**TASK OBJECTIVE**
Can you continue the email thread about adding a memory barrier before _VPF_down is cleared, starting right after its last line?

**TEXT BLOCK**
(+ Dario and George)
Hi Stefano,
I have added Dario and George to get some inputs from the scheduling
part.
On 27/02/2021 01:58, Stefano Stabellini wrote:
On Fri, 26 Feb 2021, Julien Grall wrote:
From: Julien Grall <jgr...@amazon.com>
A vCPU can get scheduled as soon as _VPF_down is cleared. As there is
currently not ordering guarantee in arch_set_info_guest(), it may be
possible that flag can be observed cleared before the new values of
vCPU
registers are observed.
Add an smp_mb() before the flag is cleared to prevent re-ordering.
Signed-off-by: Julien Grall <jgr...@amazon.com>
---
Barriers should work in pair. However, I am not entirely sure
whether to
put the other half. Maybe at the beginning of context_switch_to()?
It should be right after VGCF_online is set or cleared, right?
vcpu_guest_context_t is variable allocated on the heap just for the
purpose of
this call. So an ordering with VGFC_online is not going to do anything.
So it
would be:
xen/arch/arm/domctl.c:arch_get_info_guest
xen/arch/arm/vpsci.c:do_common_cpu_on
But I think it is impossible that either of them get called at the same
time as arch_set_info_guest, which makes me wonder if we actually need
the barrier...
arch_get_info_guest() is called without the domain lock held and I
can't see
any other lock that could prevent it to be called in // of
arch_set_info_guest().
So you could technically get corrupted information from
XEN_DOMCTL_getvcpucontext. For this case, we would want a smp_wmb()
before
writing to v->is_initialised. The corresponding read barrier would be in
vcpu_pause() -> vcpu_sleep_sync() -> sync_vcpu_execstate().
But this is not the issue I was originally trying to solve. Currently,
do_common_cpu_on() will roughly do:
1) domain_lock(d)

**LISTED ENTRIES**
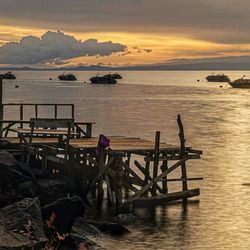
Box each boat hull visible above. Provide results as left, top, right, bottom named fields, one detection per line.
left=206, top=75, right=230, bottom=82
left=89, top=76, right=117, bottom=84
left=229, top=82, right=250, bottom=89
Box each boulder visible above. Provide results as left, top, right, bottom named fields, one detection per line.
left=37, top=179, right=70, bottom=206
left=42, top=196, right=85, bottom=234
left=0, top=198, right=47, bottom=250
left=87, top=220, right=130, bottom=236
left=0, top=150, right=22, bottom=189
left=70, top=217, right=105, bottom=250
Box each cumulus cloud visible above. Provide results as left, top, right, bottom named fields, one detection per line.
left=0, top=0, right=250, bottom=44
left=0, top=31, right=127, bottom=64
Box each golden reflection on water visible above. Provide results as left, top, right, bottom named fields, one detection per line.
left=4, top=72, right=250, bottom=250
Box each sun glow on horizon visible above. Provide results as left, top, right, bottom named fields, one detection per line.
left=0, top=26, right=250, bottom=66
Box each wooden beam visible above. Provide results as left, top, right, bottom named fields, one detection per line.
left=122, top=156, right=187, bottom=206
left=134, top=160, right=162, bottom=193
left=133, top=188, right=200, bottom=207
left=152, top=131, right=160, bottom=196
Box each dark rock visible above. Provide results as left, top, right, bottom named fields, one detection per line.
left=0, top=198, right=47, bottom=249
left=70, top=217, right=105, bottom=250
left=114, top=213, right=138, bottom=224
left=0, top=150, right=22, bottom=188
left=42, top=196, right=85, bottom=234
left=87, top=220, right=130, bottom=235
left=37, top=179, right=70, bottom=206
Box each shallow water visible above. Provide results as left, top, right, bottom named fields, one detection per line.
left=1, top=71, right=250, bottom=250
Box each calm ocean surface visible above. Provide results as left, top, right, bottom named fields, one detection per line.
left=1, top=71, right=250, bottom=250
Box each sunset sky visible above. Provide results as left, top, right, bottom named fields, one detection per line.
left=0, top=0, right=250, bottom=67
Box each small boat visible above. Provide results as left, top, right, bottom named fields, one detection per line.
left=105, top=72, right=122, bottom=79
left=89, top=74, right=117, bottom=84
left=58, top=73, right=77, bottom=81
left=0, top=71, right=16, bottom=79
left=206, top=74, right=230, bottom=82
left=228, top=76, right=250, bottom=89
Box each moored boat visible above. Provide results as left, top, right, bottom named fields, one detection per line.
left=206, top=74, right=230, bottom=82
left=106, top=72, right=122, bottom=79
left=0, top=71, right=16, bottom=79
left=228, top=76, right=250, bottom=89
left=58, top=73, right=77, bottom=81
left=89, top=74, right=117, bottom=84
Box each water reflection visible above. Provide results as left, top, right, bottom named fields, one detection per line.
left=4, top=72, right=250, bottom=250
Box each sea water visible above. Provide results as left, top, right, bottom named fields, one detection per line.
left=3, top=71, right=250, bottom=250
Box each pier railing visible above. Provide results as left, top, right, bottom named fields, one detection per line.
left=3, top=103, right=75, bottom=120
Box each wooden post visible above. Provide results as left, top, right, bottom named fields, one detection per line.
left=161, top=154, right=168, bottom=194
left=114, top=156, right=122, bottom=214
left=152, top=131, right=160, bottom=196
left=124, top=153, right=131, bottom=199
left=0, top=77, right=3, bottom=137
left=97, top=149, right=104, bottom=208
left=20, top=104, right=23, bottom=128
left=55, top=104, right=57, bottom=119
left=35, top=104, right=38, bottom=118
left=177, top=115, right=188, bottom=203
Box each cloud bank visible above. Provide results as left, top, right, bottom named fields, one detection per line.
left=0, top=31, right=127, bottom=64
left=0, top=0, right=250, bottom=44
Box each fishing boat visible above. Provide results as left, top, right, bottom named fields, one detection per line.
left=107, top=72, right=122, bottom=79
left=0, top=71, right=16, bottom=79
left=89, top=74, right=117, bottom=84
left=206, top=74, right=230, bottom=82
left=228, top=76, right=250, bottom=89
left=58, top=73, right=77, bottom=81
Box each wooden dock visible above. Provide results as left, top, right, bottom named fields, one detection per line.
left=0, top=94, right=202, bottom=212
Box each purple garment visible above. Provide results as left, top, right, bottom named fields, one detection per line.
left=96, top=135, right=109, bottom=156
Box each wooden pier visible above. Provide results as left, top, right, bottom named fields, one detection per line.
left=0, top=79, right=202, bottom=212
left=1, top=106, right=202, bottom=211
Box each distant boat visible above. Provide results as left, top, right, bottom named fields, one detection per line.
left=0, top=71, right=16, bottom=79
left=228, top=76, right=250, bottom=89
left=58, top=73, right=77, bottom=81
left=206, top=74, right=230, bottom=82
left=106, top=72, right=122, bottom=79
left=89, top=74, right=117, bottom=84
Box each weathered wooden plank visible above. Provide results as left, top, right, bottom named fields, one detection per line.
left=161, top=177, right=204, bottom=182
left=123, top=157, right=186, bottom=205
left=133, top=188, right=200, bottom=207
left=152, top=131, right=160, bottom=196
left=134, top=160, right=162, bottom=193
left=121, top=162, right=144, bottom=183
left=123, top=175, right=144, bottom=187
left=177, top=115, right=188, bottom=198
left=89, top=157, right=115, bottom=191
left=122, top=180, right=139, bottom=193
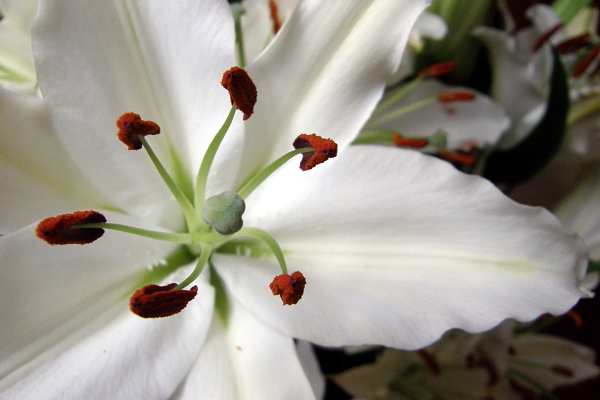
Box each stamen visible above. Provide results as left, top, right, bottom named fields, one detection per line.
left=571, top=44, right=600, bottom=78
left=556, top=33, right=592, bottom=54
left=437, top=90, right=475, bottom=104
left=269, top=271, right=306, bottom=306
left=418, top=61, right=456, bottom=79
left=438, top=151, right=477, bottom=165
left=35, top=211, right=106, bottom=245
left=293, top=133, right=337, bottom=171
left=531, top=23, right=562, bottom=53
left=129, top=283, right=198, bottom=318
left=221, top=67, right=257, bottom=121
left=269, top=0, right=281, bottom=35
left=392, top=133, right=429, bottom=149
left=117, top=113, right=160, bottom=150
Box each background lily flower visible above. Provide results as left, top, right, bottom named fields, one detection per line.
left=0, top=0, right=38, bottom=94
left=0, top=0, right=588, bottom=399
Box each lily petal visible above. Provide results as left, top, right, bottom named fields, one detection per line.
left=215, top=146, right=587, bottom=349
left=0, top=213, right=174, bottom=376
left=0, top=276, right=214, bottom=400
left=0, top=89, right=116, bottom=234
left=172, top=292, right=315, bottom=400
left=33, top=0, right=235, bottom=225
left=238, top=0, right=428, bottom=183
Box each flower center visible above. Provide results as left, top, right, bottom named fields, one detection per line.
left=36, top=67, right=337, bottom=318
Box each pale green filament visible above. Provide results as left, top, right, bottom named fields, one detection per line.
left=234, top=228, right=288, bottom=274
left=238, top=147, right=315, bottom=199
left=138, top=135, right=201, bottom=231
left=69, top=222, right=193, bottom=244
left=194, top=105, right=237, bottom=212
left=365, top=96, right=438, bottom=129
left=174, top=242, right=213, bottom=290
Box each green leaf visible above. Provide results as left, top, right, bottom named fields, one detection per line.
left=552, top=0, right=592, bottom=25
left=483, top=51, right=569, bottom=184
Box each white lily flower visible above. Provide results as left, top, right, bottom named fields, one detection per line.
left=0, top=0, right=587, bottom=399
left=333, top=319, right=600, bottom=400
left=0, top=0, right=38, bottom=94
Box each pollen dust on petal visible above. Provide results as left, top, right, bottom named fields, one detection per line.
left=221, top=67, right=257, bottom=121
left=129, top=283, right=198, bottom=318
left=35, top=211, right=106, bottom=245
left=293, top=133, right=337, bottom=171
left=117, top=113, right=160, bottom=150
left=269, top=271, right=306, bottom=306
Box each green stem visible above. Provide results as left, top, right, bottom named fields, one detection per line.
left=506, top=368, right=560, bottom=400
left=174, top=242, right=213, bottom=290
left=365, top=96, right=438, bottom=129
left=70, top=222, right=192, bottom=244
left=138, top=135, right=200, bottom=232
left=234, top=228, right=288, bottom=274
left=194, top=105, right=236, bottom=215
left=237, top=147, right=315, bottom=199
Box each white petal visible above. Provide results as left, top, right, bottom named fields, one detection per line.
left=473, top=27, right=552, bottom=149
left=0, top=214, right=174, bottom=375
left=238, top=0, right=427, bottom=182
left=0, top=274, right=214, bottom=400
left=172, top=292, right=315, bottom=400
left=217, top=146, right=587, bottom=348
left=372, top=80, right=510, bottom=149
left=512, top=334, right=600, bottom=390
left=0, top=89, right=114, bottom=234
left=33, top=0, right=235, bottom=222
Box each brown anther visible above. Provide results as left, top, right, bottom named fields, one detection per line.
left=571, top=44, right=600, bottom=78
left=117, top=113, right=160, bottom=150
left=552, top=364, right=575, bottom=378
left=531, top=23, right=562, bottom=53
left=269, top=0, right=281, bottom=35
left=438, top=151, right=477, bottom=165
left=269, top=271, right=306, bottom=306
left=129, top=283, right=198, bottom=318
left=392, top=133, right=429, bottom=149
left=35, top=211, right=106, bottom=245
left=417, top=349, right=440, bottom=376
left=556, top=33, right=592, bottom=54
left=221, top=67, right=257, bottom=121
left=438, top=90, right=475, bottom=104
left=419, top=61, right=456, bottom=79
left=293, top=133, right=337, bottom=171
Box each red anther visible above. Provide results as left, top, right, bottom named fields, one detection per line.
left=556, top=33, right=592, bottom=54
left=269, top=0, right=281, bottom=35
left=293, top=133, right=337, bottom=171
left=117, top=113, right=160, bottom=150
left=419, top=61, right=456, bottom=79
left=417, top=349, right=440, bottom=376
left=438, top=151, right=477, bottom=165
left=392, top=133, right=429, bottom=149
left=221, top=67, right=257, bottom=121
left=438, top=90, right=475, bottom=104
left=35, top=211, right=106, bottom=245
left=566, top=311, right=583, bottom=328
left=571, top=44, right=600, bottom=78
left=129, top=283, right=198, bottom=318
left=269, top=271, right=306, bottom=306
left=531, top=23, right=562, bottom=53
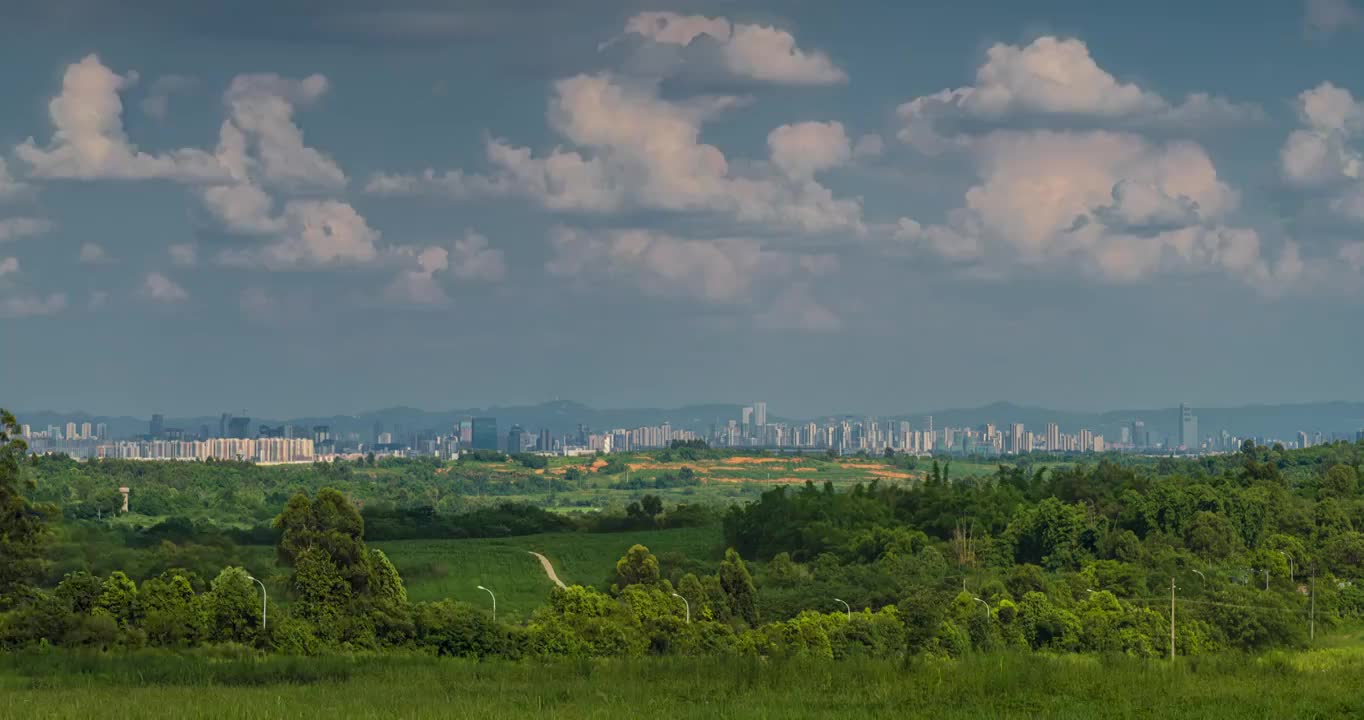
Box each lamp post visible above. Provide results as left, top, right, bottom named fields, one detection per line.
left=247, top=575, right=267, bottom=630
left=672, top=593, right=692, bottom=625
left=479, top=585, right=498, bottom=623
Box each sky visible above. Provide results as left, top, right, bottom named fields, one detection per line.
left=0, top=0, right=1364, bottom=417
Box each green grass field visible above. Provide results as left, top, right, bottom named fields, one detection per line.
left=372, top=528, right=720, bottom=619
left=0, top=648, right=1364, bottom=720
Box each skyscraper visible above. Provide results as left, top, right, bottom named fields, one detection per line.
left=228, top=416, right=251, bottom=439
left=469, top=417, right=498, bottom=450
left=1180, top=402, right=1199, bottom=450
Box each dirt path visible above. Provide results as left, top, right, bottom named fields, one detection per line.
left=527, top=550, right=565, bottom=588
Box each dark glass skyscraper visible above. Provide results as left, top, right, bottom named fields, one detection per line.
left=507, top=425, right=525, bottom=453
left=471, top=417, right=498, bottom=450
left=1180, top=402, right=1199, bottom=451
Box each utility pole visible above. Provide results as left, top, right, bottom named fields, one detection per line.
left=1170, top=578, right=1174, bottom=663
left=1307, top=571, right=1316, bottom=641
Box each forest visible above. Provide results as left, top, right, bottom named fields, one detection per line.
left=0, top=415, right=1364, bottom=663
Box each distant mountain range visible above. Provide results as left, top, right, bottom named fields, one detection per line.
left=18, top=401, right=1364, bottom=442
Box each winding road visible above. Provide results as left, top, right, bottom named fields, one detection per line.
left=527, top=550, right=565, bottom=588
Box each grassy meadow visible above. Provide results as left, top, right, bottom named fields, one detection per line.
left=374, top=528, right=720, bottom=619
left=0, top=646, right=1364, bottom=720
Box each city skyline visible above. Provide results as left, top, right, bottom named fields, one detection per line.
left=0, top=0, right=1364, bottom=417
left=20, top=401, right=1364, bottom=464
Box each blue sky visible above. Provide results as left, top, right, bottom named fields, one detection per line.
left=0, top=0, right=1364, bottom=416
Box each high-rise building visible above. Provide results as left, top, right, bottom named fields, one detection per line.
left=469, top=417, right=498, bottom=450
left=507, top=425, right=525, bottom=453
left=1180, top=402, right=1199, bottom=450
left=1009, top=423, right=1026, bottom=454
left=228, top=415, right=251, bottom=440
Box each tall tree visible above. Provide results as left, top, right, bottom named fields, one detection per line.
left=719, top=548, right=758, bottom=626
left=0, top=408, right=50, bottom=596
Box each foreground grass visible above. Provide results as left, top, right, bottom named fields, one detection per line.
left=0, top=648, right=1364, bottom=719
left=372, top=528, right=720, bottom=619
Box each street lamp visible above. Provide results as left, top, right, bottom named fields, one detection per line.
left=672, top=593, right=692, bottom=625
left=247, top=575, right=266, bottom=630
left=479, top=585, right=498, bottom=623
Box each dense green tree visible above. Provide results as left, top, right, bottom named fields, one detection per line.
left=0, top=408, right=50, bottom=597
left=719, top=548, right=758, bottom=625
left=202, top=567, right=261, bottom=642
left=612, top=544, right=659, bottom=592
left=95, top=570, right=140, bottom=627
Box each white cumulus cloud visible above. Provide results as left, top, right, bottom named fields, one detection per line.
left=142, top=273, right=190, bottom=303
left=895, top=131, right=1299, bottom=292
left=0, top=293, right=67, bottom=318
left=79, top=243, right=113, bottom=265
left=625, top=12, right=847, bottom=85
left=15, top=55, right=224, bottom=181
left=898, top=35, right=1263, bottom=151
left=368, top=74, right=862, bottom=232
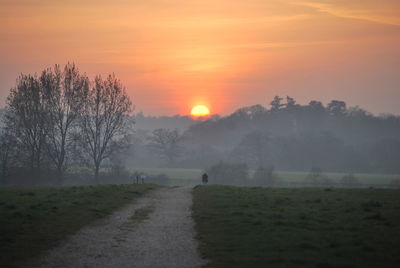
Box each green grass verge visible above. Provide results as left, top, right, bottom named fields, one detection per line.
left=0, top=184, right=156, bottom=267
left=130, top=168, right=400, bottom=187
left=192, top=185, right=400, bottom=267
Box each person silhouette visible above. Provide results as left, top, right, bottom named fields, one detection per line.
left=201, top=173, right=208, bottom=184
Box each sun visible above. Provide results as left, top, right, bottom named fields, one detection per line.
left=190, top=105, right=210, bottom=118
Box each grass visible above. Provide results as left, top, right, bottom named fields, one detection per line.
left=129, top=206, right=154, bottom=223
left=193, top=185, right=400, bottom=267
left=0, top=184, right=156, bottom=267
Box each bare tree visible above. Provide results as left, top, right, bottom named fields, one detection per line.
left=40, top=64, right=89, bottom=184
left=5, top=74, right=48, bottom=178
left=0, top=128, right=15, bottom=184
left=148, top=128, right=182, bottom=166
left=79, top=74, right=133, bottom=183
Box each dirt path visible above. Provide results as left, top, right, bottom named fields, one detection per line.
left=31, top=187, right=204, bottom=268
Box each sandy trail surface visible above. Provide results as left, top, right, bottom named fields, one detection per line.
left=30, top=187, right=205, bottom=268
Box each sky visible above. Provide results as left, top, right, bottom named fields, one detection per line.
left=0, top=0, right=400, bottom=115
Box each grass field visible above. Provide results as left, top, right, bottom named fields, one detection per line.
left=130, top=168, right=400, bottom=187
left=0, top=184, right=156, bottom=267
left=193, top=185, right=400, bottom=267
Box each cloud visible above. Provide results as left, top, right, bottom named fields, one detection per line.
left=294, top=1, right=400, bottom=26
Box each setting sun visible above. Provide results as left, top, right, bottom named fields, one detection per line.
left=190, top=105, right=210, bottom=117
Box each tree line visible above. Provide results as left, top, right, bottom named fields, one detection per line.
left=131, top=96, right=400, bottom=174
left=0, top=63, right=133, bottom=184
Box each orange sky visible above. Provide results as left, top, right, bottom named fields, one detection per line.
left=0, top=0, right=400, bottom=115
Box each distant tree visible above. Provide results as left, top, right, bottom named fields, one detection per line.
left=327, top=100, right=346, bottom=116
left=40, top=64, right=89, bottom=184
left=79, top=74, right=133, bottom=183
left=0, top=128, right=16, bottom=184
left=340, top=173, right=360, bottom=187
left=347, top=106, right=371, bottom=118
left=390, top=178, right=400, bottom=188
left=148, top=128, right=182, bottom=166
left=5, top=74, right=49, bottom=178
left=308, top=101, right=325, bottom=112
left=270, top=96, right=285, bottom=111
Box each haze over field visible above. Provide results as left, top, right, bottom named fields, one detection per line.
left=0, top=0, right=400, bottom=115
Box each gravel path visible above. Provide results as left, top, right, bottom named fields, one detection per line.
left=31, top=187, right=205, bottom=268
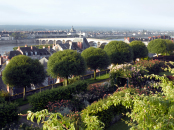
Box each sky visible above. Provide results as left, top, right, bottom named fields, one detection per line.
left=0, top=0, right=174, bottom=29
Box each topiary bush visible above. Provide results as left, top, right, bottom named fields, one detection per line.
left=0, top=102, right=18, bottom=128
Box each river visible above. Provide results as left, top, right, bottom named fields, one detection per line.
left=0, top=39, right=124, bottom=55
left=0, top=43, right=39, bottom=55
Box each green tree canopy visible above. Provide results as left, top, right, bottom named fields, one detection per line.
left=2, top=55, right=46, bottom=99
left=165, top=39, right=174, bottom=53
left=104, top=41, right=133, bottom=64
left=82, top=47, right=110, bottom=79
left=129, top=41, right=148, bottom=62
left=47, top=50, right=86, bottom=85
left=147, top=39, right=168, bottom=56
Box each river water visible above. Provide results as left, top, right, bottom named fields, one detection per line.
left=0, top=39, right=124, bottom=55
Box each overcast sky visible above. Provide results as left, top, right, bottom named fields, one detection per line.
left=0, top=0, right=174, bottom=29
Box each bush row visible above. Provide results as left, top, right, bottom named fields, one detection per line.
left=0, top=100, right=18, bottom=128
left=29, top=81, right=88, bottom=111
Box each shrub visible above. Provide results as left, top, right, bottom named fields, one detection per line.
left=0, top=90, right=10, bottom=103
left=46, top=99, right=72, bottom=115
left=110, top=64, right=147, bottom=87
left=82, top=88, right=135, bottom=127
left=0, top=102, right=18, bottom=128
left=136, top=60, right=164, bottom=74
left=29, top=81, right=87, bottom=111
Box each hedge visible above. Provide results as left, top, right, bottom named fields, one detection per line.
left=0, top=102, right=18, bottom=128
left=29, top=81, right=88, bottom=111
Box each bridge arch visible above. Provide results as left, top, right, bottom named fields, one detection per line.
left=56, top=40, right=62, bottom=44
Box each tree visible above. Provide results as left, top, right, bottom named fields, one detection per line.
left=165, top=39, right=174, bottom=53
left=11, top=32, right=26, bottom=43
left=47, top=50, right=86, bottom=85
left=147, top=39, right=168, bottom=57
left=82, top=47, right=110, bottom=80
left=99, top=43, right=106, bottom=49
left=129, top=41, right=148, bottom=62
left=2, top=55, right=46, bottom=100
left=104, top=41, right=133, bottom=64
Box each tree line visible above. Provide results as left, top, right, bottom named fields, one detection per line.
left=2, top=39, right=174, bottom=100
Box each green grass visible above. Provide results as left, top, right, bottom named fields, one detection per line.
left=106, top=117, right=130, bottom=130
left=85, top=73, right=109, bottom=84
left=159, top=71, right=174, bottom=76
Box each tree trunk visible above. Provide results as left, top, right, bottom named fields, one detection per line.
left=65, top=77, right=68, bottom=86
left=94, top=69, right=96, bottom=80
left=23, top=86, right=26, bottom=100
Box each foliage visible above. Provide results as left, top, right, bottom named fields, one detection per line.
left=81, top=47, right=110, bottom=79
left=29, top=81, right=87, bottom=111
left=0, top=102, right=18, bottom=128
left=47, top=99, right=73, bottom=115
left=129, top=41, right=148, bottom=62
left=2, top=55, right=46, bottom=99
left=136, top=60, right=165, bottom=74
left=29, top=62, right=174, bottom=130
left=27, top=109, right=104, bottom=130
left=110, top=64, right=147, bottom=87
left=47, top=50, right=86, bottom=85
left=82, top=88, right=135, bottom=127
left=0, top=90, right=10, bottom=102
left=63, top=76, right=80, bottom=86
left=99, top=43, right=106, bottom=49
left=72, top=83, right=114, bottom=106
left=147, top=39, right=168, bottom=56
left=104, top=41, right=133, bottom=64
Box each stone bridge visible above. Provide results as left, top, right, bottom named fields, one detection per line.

**EXERCISE ANSWER**
2) v->arch.sctlr = ...
v->arch.ttbr0 = ...
3) clear_bit(_VFP_down, &v->pause_flags);
4) domain_unlock(d)
5) vcpu_wake(v);
If we had only one pCPU on the system, then we would only wake the
vCPU in
step 5. We would be fine in this situation. But that's not the
interesting
case.
If you add a second pCPU in the story, it may be possible to have
vcpu_wake()
happening in // (see more below). As there is no memory barrier, step
3 may be
observed before 2. So, assuming the vcpu is runnable, we could start to
schedule a vCPU before any update to the registers (step 2) are
observed.
This means that when context_switch_to() is called, we may end up to
restore
some old values.
Now the question is can vcpu_wake() be called in // from another
pCPU? AFAICT,
it would be only called if a given flag in v->pause_flags is cleared
(e.g.
_VFP_blocked). But can we rely on that?
Even if we can rely on it, v->pause_flags has other flags in it. I
couldn't
rule out that _VPF_down cannot be set at the same time as the other
_VPF_*.
Therefore, I think a barrier is necessary to ensure the ordering.
Do you agree with this analysis?